__WORK INSTRUCTIONS__. Turn all of the rows below into a numbered list, leaving out any blank lines.

----------

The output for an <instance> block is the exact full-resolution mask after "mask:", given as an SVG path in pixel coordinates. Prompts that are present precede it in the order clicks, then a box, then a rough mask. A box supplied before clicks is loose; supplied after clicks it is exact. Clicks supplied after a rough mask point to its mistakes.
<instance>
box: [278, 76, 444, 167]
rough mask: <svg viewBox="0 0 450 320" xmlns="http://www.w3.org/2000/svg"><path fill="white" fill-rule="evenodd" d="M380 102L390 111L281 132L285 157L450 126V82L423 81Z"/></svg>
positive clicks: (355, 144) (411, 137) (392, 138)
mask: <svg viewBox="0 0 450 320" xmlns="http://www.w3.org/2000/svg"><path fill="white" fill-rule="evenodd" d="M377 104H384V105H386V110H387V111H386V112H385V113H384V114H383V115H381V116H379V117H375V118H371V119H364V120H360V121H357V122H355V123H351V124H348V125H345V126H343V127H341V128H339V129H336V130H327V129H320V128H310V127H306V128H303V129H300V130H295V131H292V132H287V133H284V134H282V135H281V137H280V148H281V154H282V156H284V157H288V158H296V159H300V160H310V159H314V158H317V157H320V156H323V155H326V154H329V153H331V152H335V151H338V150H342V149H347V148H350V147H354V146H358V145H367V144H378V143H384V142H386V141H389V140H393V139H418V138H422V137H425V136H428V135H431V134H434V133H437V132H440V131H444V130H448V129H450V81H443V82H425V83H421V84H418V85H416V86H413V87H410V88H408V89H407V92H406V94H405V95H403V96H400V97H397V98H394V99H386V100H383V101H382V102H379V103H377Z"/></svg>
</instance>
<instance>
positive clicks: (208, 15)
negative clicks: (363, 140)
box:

----------

__RESPONSE TO THE EXERCISE__.
1. The output for an <instance> block is the exact full-resolution mask after "mask:", given as an SVG path in pixel coordinates. Prompts that are present precede it in the order clicks, then a box, then a rough mask. A box supplied before clicks is loose; supplied after clicks it is exact. Clicks supplied after a rough mask point to its mistakes.
2. <instance>
3. box: [278, 76, 444, 167]
4. rough mask: <svg viewBox="0 0 450 320" xmlns="http://www.w3.org/2000/svg"><path fill="white" fill-rule="evenodd" d="M380 102L390 111L281 132L285 157L450 126V82L423 81Z"/></svg>
5. positive clicks: (355, 144) (411, 137) (392, 138)
6. mask: <svg viewBox="0 0 450 320" xmlns="http://www.w3.org/2000/svg"><path fill="white" fill-rule="evenodd" d="M377 104H384V105H386V110H387V111H386V112H385V113H384V114H383V115H381V116H379V117H375V118H371V119H364V120H360V121H357V122H355V123H351V124H348V125H345V126H343V127H341V128H339V129H336V130H327V129H320V128H310V127H306V128H303V129H300V130H295V131H292V132H287V133H284V134H282V135H281V137H280V148H281V154H282V156H284V157H288V158H296V159H300V160H310V159H314V158H317V157H320V156H323V155H326V154H329V153H331V152H335V151H338V150H342V149H347V148H350V147H354V146H358V145H367V144H378V143H384V142H386V141H389V140H393V139H418V138H422V137H425V136H428V135H431V134H434V133H437V132H440V131H444V130H448V129H450V81H443V82H425V83H421V84H418V85H416V86H413V87H410V88H408V89H407V92H406V94H405V95H403V96H400V97H397V98H394V99H386V100H383V101H382V102H379V103H377Z"/></svg>
7. </instance>
8. <instance>
9. positive clicks: (208, 15)
10. negative clicks: (363, 140)
11. box:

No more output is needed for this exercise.